## Source passage
A campaign is currently on the go to include Sensory Processing Disorder, also known as Sensory Integration Dysfunction, in the DSM-V. It has been launched by the SPD Foundation and claims to currently have about 10 000 signatories. It is accompanied by a campaign to get physicians to support the diagnosis of SPD. This is an extract from the general letter from the SPD Foundation launching the campaign:
"We need your immediate help with an important effort to obtain diagnostic recognition of Sensory Processing Disorder (SPD) in the upcoming revision of the Diagnostic and Statistical Manual (DSM).The physicians' survey can be found here. It has no control that I could see to ensure that only physicians take it.
The DSM committee has asked us to provide research showing that doctors would use an SPD diagnosis if it were added to the DSM-V. Showing use by international physicians is important, too, because diagnostic recognition in the DSM will lead to inclusion in comparable international manuals. In response to the DSM committee’s request, we have developed a very short online physician survey (it literally takes a doctor three minutes to complete).

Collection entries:
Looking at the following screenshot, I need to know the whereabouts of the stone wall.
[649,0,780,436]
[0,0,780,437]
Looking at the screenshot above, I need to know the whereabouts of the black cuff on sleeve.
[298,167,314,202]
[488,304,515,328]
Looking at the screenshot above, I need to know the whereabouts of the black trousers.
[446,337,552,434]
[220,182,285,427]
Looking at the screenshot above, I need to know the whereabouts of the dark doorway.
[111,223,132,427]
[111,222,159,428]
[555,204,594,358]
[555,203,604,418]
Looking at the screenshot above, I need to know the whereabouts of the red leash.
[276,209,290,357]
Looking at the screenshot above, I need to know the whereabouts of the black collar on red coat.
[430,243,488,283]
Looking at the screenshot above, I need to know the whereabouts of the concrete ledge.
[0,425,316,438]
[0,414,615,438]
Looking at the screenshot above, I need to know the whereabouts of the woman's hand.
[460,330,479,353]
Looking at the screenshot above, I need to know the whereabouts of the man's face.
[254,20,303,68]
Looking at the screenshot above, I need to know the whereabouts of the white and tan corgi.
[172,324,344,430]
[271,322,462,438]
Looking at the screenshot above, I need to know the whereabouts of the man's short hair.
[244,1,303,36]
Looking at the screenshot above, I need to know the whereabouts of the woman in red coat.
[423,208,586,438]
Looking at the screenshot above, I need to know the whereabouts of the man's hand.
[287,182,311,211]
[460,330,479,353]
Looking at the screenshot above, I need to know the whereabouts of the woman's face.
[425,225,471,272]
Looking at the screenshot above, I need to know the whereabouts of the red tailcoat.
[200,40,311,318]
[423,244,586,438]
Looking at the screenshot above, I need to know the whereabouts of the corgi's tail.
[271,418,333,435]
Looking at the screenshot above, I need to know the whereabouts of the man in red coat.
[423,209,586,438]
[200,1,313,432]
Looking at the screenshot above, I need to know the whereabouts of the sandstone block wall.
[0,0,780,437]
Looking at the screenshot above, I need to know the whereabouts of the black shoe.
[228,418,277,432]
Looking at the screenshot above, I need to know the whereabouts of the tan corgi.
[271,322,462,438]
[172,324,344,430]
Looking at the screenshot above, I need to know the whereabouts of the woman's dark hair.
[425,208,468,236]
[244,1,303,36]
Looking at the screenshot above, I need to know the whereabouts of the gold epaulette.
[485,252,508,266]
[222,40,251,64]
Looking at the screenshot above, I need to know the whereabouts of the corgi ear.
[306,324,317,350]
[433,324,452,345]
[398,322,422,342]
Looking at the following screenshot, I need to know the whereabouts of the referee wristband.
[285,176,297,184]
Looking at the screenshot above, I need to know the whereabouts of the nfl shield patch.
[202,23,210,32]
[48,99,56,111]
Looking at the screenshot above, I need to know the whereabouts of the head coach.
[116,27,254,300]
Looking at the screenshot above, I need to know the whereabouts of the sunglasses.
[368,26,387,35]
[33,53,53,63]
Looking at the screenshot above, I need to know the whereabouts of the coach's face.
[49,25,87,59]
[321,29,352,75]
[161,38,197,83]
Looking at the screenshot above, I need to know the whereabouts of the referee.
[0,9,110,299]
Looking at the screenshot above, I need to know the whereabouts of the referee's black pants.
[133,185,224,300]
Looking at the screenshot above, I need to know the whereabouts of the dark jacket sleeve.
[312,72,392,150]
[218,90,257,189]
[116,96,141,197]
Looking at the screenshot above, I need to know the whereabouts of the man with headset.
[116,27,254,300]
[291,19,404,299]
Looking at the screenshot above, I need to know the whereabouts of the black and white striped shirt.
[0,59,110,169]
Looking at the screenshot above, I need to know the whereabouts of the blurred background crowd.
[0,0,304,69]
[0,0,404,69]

## Directions
(1) List every name the passage about the SPD campaign uses for the disorder it wants included in the DSM-V.
(2) Extract the part of the passage about the SPD campaign that opens with the words containing "The DSM committee has" and closes with "minutes to complete).".
These items are separate from the passage about the SPD campaign.

## Problem solutions
(1)
Sensory Processing Disorder
Sensory Integration Dysfunction
SPD

(2)
The DSM committee has asked us to provide research showing that doctors would use an SPD diagnosis if it were added to the DSM-V. Showing use by international physicians is important, too, because diagnostic recognition in the DSM will lead to inclusion in comparable international manuals. In response to the DSM committee’s request, we have developed a very short online physician survey (it literally takes a doctor three minutes to complete).